Start of Entries shown
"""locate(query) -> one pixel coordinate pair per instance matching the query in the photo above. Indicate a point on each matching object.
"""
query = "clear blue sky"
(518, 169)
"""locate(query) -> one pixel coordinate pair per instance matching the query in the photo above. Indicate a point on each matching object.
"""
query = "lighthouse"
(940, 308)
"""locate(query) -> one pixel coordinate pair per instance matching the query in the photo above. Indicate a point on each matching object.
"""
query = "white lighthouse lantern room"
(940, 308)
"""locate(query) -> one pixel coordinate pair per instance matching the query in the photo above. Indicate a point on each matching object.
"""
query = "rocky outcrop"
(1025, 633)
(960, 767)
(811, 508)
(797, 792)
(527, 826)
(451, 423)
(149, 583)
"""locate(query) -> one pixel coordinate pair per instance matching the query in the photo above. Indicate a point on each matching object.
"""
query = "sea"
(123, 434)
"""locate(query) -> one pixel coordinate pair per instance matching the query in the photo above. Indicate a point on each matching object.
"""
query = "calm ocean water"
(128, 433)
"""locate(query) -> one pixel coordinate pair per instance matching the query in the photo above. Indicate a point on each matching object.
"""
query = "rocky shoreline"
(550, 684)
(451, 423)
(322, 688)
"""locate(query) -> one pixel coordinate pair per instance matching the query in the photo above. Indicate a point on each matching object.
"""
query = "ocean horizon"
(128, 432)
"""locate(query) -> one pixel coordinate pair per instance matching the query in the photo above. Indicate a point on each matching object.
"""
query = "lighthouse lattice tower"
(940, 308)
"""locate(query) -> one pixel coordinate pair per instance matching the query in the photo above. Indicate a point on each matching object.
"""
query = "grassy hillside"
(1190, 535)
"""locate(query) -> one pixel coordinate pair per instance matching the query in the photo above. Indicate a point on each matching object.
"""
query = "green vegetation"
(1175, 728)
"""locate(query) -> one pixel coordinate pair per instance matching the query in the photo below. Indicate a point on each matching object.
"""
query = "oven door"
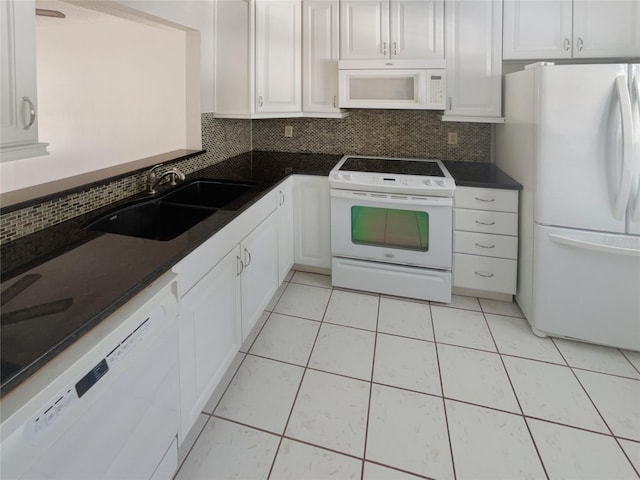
(392, 228)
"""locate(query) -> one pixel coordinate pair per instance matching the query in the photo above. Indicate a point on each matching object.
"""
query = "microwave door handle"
(626, 176)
End of Entries shown
→ **Your task**
With the images omitted, output all entries exactly as given.

→ **Exercise result**
"""locate(query) -> one pixel coordinate pair per instance matching the query in the photo above. Indicate a point on each matching object.
"""
query = "clear blue sky"
(518, 169)
"""locate(query) -> one pixel coordinate pair per instance matching the query in the photo above. Indicate a point on each matching object.
"""
query = "lighthouse"
(940, 308)
"""locate(query) -> one pixel coordinate pair per instance matching the query in the photo above. Indicate a point on each matching object.
"""
query = "white lighthouse lantern room"
(940, 308)
"""locate(query) -> one pixel coordinate pair per instance matching the query in the photo above. Indicate a point on each matching object.
"""
query = "rocky outcrop"
(1025, 633)
(960, 767)
(811, 508)
(797, 792)
(527, 826)
(451, 423)
(149, 583)
"""locate(query) -> one pixel coordinate pair per instance matching the query in the photo above. Indicate a point on each matching object.
"""
query = "sea"
(123, 434)
"""locate(query) -> one pixel coordinate pair per instance matching the query in the photo above. Indicate a point on each matching object.
"""
query = "calm ocean water"
(128, 433)
"""locate(query) -> one pixel coordinate pair per instance matching the query in the photo above. Indicate a point on each matching object.
"""
query = "rocky shoreline"
(550, 684)
(451, 423)
(322, 688)
"""locate(query) -> one pixel coordinate pair per instance matching the query in the photo above. Indicate a point on each matching object.
"""
query = "ocean horizon"
(128, 432)
"""locate(query) -> one pixel coordinate pair per instance matching the query in the photo above. Indicate a point on each matching object.
"""
query = "lighthouse lattice tower"
(940, 308)
"""locate(query) -> one pixel coordinate pair per instance matching the query in the photo above. Indicate a point on each matching object.
"""
query = "grassy hillside"
(1190, 535)
"""locate(query) -> one pixel coordinate pair per instance matching the query in the photo above. Indicate a point on each matching object.
"""
query = "green vegetation"
(1175, 728)
"""locate(query) -> one pixel coordinate pair per instance matching the query in the photo below. Indicate a point on each matching object.
"""
query = "oven door"
(392, 228)
"""locate(query) -> one pixel coordinate pair per instance matching the query in the photo above. Indicate a point on each matching object.
"""
query = "microwave door handle"
(626, 176)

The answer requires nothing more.